• Problems to work on:
(a) Set down, word for word, the part of the passage on Macready's command in Ireland between "Macready and Greenwood" and "in November 1920.", inclusive.
(b) Answer these from the passage on Macready's command in Ireland:
(i) Who was appointed Chief Secretary for Ireland in January 1919?
(ii) Whom did Macready succeed in command of the troops in Ireland in April 1920?
(iii) To what amount did Macready demand that his "table money" be raised?
(c) Carry on the passage about Macready's command in Ireland, starting after its last sentence.

• Passage shown:
Macready disliked Ireland and the Irish. He had already written to Ian Macpherson on the latter's appointment as Chief Secretary for Ireland in January 1919: "I cannot say I envy you for I loathe the country you are going to and its people with a depth deeper than the sea and more violent than that which I feel against the Boche".

In April 1920, Macready was sent to succeed Lieutenant-General Sir Frederick Shaw in command of the troops in Ireland as General Officer Commanding-in-Chief (GOC-in-C) British forces operating in the counter-insurgency role against the Irish Republican Army in the Irish War of Independence (alongside Hamar Greenwood as the new Chief Secretary). He later stated in his memoirs that only loyalty to his "old Chief" Lord French (still lord lieutenant of Ireland at the time, although largely stripped of executive power in the spring of 1920) made him accept.

Macready and Greenwood insisted on restoring proper authority, which was lax and enfeebled. Macready was experienced at crisis management. He demanded a higher pension than his predecessor and an increase in "table money" (entertainment expenses) from £500 to £1,400 as well as £5,000 "disturbance allowance". He was unimpressed by the administrative chaos in Dublin and the "crass stupidity which is so often found among police officers who have not been carefully selected". Nevertheless, he was a good and dynamic commander, increasing morale, improving policy and securing additional troops and equipment. He refused to also take command of the Royal Irish Constabulary (RIC), however, which reduced coordination between the police and Army. Major-General Hugh Tudor, a distinguished artilleryman, was appointed Police Advisor in May 1920, then Chief of Police in November 1920.

• The data:
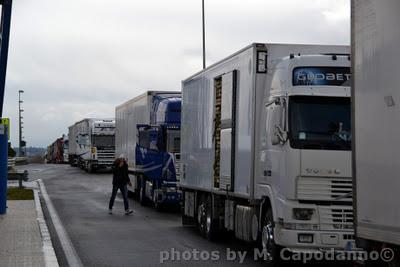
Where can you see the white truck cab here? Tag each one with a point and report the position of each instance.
(266, 147)
(304, 165)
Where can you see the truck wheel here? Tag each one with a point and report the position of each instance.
(201, 216)
(158, 206)
(91, 169)
(210, 227)
(142, 194)
(268, 240)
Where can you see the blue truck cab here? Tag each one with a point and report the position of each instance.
(157, 154)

• Answers to the tasks:
(a)
Macready and Greenwood insisted on restoring proper authority, which was lax and enfeebled. Macready was experienced at crisis management. He demanded a higher pension than his predecessor and an increase in "table money" (entertainment expenses) from £500 to £1,400 as well as £5,000 "disturbance allowance". He was unimpressed by the administrative chaos in Dublin and the "crass stupidity which is so often found among police officers who have not been carefully selected". Nevertheless, he was a good and dynamic commander, increasing morale, improving policy and securing additional troops and equipment. He refused to also take command of the Royal Irish Constabulary (RIC), however, which reduced coordination between the police and Army. Major-General Hugh Tudor, a distinguished artilleryman, was appointed Police Advisor in May 1920, then Chief of Police in November 1920.

(b)
(i) Ian Macpherson
(ii) Lieutenant-General Sir Frederick Shaw
(iii) £1,400

(c)
A month after taking up official duties, Macready came to London to demand eight extra battalions of infantry and 234 motor vehicles. Sir Henry Wilson only learned of the request the evening before the Cabinet meeting and thought Macready "a vain ass" for not seeking his advice first. The cabinet agreed on 11 May 1920 to supply the vehicles and as far as possible the extra technical personnel requested, but on Wilson's advice agreed only to hold the extra battalions "in readiness". In July an argument with Catholic Archbishop Thomas Gilmartin, led him to exclaim that men could not be tried in Tuam, because nobody was willing to come forward for Jury service, "the people at least indifferent".

With the army stretched very thinly by the deployment of two extra divisions to Iraq, and the threatened coal strike in September 1920, Macready warned that the planned withdrawal of ten battalions would make peacekeeping in Ireland impossible (unless the Army was given a free hand to conduct purely military operations, which the politicians did not want) and large portions of the RIC would probably change sides.

===Specials, Black and Tans and reprisals===
Macready opposed the formation of the Ulster Special Constabulary, announced by London on 20 October. The Specials were subsumed totally by Protestants clubs, such as the Cromwell Clubs. Dublin Castle wrote to Bonar Law, the Conservative Party leader, urging that the coalition government ban any recruitment from the Ulster Volunteer Force, an unreliable gang of paramilitaries. A military committee of review appointed by the Cabinet, which Macready chaired, opposed the recruitment of the Black and Tans and Auxiliary Division, and he continued to be a strident critic of these bodies. The government pressed ahead with recruiting auxiliaries, whose numbers would eventually peak at 1,500 in July 1921. Macready had been initially impressed by Tudor and thought he was getting rid of "incompetent idiots" from senior police positions. According to Tudor's Weekly Summary Joseph Byrne and Macready were concerned about frequently drunk on duty policemen.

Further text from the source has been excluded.